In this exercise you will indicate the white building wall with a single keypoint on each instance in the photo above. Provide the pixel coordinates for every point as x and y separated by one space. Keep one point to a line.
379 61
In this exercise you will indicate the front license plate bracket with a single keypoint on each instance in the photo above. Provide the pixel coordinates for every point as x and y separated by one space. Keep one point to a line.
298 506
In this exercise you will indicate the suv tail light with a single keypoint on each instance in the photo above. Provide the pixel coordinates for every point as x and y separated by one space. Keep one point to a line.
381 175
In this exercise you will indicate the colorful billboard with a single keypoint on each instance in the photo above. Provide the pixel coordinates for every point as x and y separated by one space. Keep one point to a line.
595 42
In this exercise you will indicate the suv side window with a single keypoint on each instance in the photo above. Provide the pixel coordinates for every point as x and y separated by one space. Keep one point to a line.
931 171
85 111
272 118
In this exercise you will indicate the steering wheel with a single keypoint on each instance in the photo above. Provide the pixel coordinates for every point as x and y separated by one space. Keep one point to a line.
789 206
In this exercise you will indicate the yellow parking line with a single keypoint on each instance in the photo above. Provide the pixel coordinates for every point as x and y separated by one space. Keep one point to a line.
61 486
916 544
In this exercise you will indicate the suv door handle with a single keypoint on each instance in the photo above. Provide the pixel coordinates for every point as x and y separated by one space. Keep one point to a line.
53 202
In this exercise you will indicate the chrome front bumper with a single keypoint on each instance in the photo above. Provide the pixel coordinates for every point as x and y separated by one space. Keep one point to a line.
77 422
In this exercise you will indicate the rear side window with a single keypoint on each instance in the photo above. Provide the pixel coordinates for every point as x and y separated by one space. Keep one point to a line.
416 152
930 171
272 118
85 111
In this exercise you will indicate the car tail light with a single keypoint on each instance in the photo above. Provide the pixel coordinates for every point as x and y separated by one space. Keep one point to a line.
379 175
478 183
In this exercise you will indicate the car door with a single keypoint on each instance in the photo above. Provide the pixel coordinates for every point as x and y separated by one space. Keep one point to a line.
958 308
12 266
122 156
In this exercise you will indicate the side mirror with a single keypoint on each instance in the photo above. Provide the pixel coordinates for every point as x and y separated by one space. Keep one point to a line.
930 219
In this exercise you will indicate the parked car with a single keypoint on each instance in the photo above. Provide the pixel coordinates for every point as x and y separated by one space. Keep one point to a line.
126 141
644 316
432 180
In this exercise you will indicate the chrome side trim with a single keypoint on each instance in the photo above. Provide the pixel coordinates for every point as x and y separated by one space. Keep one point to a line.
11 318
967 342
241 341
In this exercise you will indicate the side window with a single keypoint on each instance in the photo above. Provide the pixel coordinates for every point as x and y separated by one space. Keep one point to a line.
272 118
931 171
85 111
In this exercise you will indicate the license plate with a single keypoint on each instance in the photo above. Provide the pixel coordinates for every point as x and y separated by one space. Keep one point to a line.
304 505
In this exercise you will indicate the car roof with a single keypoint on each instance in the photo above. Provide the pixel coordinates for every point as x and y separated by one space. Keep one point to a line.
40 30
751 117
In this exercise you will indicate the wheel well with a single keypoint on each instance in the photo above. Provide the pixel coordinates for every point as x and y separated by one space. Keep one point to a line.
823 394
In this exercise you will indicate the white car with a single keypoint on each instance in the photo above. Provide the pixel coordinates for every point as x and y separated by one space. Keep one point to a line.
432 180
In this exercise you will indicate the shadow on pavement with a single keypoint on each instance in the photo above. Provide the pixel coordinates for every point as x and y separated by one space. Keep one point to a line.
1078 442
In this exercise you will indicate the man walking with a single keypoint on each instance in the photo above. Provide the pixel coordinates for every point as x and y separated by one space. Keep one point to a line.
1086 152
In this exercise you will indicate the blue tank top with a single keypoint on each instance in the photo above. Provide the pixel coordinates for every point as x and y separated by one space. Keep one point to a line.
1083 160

** Task instructions **
Output the records in full. Keep every character as it is.

** Written solution **
In this exercise you will indicate the white building wall with a single keypoint on each instance in the photo above. Provide the pixel coordinates for every point as x and y separated by one space. Keep one point to a line.
379 61
In this exercise you will indicate the front license plate bracket with a single keypoint on each instance in the photo above. Provide the pixel coordinates for every point as x and y separated by one space. Keep one point to a line.
298 506
In this exercise you will indicate the suv tail light with a single keypoint on each instance in the photo above. Provide the pixel coordinates for every point as x and y separated by one space. Keep one point to a line.
381 175
In this exercise you will indicate the colorful billboard with a single keypoint on each instance in the photo above. Provide the pixel coordinates for every point as x and y separated by one space. Keep one point to a line.
595 42
In this exercise you will indicate the suv side window with a single keypoint on each instance in the photo above. Provide the pixel coordinates for every point as x and y separated by one space. Keep one point to a line.
931 171
85 111
272 118
In this exercise you will indicate the steering wheel with a single keypoint on each instance in the photo above. Provide the pixel coordinates for every point as x and y separated by one space. Keep one point to a line.
789 206
In this exercise you will indicate the yellow parking line with a single keypoint on each instance in the photo above. Provide the pixel coordinates for every point as x and y separated by one space. Keep one point to a line.
61 486
916 544
In this exercise you will indicate the suv door handle with a single keypoint on each instance in the photo above. Provide the pixel coordinates for every point as x and y separated by one space. Keep one point to a line.
53 202
In this exercise you will indicate the chrome front bumper with a single keypoint on each instance in the photo above. Provide the pixel coordinates for every point as x and y separated by one space. Keep one point to a line.
77 422
In this exercise you will indicate the rear side window with a single keypoint on each instance in the photo above. Provide the pixel coordinates for every point as x and y separated by one space. Keep one point to a line.
416 152
930 171
272 118
85 111
In this exercise you will indicate the car tail light with a single keypoint on each instance in the photo above. Provide the pixel coordinates for every point as x and y separated by one space. Keep one point to a line.
379 175
478 183
In this exercise you will indicate the car door with a single keypoint on each instance in the photo above. Provide the pixel coordinates for every point as x and y separated by one space. Keep one point to a line.
958 308
12 266
122 156
In this exercise you will indicate the side mirror with a single keypoint on each instance in the photo above. Provide the pixel coordinates for every point as x and y separated by one space. Keep one point to a line.
930 219
In this exercise you will indicate the parked car with a single keypoint on each instance in the photo above. Provide the pixel coordinates for every point as x and y separated by one space. Keep one point to a line.
126 141
644 316
432 180
In this exercise you will indicate the chrome side trim with a single keypoint on each instance in the photo above. Provide the pixel coordinates for every point as x and y separated by one space. Keep one point to a line.
11 318
967 342
241 341
In this exercise you will indicate the side window with a single keypoint on each instance in the photo above. Provide the pixel coordinates for every point as x and y separated by one space. Keep one point to a line.
272 118
931 171
85 111
In this exercise you will indicate the license plate with a single keypoint on each instance in the photo above. Provide the pixel coordinates for every point as x and y separated by one space. Keep one point to a line.
304 505
In this exercise you will indicate the car roof with a single keypoint on each instance in the photo above. Provide the pixel coordinates for every point as x and y separated by one space. Keep one point to a line.
40 30
751 117
In this exercise you will indicate the wheel well with a single keypoint on each instance in the photo above. Provide the pixel coordinates for every point as x and y separated by one space. Keep one point to a line.
823 394
In this exercise you will indicate the white car with a single keypoint on each instance in the photo above. Provide the pixel coordinates for every point as x and y separated by one space. Keep one point to a line.
432 180
In this exercise you will indicate the shadow on pavement with a single keypoint on each instance in the photo above. Provide the pixel coordinates for every point as x and y separated by one space. Keep one point to a line.
1078 442
In this exercise you will indicate the man walking with a single keypoint on each instance in the photo above. Provide the pixel coordinates for every point as x and y separated by one space. Keep one point to a line.
1086 152
In this exercise you will indicate the blue tank top with a single keypoint on each instance in the photo above. Provide the pixel coordinates for every point as x and y separated by one space. Keep one point to a line.
1083 160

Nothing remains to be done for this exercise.